■ **DIRECTIONS FOR THIS TASK**: All of the entries below, duplicated exactly, make up the answer.

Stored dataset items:
========================================================================
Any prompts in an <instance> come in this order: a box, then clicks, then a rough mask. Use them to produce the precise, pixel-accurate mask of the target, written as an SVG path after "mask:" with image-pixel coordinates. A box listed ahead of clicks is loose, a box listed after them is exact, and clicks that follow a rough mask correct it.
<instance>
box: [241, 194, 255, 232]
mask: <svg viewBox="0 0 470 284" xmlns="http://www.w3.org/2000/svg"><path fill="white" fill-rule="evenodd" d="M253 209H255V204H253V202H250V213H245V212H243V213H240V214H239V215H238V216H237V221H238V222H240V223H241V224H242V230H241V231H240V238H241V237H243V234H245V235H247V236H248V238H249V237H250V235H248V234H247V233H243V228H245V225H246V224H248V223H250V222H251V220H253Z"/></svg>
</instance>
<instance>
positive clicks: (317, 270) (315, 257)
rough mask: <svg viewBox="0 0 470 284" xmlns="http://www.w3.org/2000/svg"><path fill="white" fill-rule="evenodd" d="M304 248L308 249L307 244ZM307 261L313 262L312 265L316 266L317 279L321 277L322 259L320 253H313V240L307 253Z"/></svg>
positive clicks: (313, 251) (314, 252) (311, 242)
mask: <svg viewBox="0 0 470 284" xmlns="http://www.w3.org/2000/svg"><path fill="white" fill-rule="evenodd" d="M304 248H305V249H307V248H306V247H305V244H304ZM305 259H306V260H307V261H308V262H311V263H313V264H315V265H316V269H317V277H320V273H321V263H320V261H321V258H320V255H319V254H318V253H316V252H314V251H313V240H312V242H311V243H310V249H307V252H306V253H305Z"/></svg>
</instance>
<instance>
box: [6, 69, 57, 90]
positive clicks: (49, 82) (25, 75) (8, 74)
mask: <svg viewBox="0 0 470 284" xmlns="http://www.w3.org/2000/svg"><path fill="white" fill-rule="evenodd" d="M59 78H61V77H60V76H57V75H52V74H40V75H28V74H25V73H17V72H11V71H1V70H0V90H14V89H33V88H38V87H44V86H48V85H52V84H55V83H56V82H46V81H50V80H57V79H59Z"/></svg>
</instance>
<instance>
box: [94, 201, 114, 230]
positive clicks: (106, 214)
========================================================================
■ **RESPONSE AREA**:
Any prompts in an <instance> come in this order: a box, then clicks, then a rough mask. Use them to produce the precise, pixel-accurate mask of the target, written as an SVG path after "mask:" with image-pixel coordinates. A box listed ahead of clicks is loose, a box listed after them is exact, and clicks that follow a rough mask correct it.
<instance>
box: [241, 194, 255, 232]
mask: <svg viewBox="0 0 470 284" xmlns="http://www.w3.org/2000/svg"><path fill="white" fill-rule="evenodd" d="M253 209H255V204H253V202H250V213H245V212H243V213H240V214H239V215H238V216H237V221H238V222H240V223H241V224H242V230H241V231H240V238H241V237H243V234H245V235H247V236H248V238H249V237H250V235H248V234H247V233H243V228H245V225H246V224H248V223H250V222H251V220H253Z"/></svg>
</instance>
<instance>
positive clicks: (317, 270) (315, 257)
rough mask: <svg viewBox="0 0 470 284" xmlns="http://www.w3.org/2000/svg"><path fill="white" fill-rule="evenodd" d="M304 248L308 249L307 244ZM307 261L313 262L312 265L316 266L317 279L321 277L322 259L320 253H313V240L307 253Z"/></svg>
positive clicks: (313, 251) (314, 252) (311, 242)
mask: <svg viewBox="0 0 470 284" xmlns="http://www.w3.org/2000/svg"><path fill="white" fill-rule="evenodd" d="M304 248H305V249H307V248H306V247H305V244H304ZM305 259H306V260H307V261H308V262H311V263H313V264H315V265H316V269H317V277H320V273H321V263H320V261H321V258H320V255H319V254H318V253H316V252H314V251H313V240H312V242H311V243H310V249H307V252H306V253H305Z"/></svg>
</instance>
<instance>
box: [6, 69, 57, 90]
positive clicks: (49, 82) (25, 75) (8, 74)
mask: <svg viewBox="0 0 470 284" xmlns="http://www.w3.org/2000/svg"><path fill="white" fill-rule="evenodd" d="M59 78H61V77H60V76H57V75H52V74H40V75H28V74H25V73H17V72H11V71H1V70H0V90H14V89H33V88H38V87H44V86H48V85H52V84H55V83H56V82H46V81H50V80H57V79H59Z"/></svg>
</instance>
<instance>
box: [94, 201, 114, 230]
positive clicks: (106, 214)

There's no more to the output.